━━━━━ SELECTED TEXT

I’m not super confident in the above and wouldn’t discourage people from doing alignment work now (plus the obvious nuance that it’s not one big lump, there are some things that can be done later and some that can be done earlier) but the idea of alignment work that requires a whole bunch of work in serial, independent of AI capability work, doesn’t seem plausible to me. From Nate Soares’ post:
This is the kind of thing that seems inextricably bound up with capability work to me. My impression is that MIRI tends to think that whatever route we take to get to AGI, as it moves from subhuman to human-level intelligence it will transform to be like the minds that they theorize about (and they think this will happen before it goes foom) no matter how different it was when it started. So even if they don’t know what a state of the art RL agent will look like five years from now, they feel confident they can theorize about what it will look like ten years from now. Whereas my view is that if you can’t get the former right you won’t get the latter right either.
To the extent that intelligences will converge towards a certain optimal way of thinking as they get smarter, being able to predict what that looks like will involve a lot of capability work (“Hmm, maybe it will learn like this; let’s code up an agent that learns that way and see how it does”). If you’re not grounding your work in concrete experiments you will end up with mistakes in your view of what an optimal agent looks like and no way to fix them.
A big part of my view is that we seem to still be a long way from AGI. This hinges on how “real” the intelligence behind LLMs is. If we have to take the RL route then we are a long way away—I wrote a piece on this, “What Happened to AIs Learning Games from Pixels?”, which points out how slow the progress has been and covers the areas where the field is stuck. On the other hand if we can get most of the way to AGI just with massive self-supervised training then it starts seeming more likely that we’ll walk into AGI without having a good understanding of what’s going on. I think that the failure of VPT for minecraft compared to GPT for language, and the difficulty LLMs have with extrapolation and innovation, means that self-supervised learning won’t be enough without more insight. I’ll be paying close attention to how GPT-4 and other LLMs do over the next few years to see if they’re making progress faster than I thought, but I talked to chatGPT and it was way worse than I thought it’d be.

━━━━━━━━━━
━━━━━ SUPPLIED INFORMATION

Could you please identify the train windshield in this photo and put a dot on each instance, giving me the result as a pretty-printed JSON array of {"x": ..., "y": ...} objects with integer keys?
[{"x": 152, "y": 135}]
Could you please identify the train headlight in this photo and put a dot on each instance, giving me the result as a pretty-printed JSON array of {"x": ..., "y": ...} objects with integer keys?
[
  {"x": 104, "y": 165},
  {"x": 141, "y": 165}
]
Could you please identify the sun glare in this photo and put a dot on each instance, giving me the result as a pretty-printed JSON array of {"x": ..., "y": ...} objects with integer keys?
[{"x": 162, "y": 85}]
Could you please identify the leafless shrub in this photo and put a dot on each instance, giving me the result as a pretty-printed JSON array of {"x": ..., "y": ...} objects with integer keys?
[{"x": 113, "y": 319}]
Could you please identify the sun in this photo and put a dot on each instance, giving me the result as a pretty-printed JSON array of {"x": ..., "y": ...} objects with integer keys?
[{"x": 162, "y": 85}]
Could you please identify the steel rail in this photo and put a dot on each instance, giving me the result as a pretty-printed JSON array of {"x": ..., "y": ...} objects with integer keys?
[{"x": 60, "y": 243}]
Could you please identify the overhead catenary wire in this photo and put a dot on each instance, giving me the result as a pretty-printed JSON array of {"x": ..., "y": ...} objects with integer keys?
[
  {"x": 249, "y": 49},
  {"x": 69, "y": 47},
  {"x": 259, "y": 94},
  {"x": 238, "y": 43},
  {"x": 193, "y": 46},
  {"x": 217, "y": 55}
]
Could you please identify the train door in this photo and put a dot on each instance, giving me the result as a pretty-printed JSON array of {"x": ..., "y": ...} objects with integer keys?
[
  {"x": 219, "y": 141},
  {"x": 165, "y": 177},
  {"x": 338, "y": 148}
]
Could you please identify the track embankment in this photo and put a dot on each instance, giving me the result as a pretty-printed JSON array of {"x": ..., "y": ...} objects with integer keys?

━━━━━━━━━━

PROMPT A:
Answer these about the alignment passage:
(i) From whose post does the author quote?
(ii) What is the title of the piece the author wrote about the RL route?
(iii) How did chatGPT compare with what the author expected?
PROMPT B:
In the alignment passage, rewrite the part that begins at "To the extent" and stops after "to fix them.", substituting "empirical tests" for "concrete experiments".
Answer from the text alone.

TASK SOLUTION A:
(i) Nate Soares’ post.
(ii) “What Happened to AIs Learning Games from Pixels?”
(iii) It was way worse than the author thought it would be.

TASK SOLUTION B:
To the extent that intelligences will converge towards a certain optimal way of thinking as they get smarter, being able to predict what that looks like will involve a lot of capability work (“Hmm, maybe it will learn like this; let’s code up an agent that learns that way and see how it does”). If you’re not grounding your work in empirical tests you will end up with mistakes in your view of what an optimal agent looks like and no way to fix them.